→ Problem requirements
Quote the listing in full, exactly as given, minus any pictures.

Pointing records
● ● ● ● ●
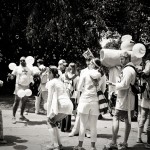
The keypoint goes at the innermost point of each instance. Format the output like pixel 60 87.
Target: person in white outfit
pixel 58 106
pixel 75 129
pixel 88 107
pixel 125 101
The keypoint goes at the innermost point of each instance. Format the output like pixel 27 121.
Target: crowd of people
pixel 63 90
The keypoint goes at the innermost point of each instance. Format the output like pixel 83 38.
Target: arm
pixel 126 80
pixel 81 83
pixel 50 87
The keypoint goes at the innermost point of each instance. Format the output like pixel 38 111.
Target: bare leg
pixel 127 130
pixel 115 129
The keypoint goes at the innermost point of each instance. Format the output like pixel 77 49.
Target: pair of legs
● ● ● ● ●
→ Written response
The keypoint goes at the innermost point of each instance. Format the output like pixel 60 87.
Target: person in white outfit
pixel 58 106
pixel 75 129
pixel 88 107
pixel 125 101
The keypoint goes at the innermost point of each instance. Format the output like pixel 27 121.
Target: crowd of people
pixel 63 90
The keypoint goes at the innermost point of each instance. Format the output like pixel 83 38.
Target: arm
pixel 126 80
pixel 81 83
pixel 50 87
The keypoint goes at the innermost point of each instance. Format the output like pixel 38 111.
Target: bare leg
pixel 127 130
pixel 115 129
The keypoint goes at the innermost point of each instance. Format the output like pixel 77 49.
Target: pair of legs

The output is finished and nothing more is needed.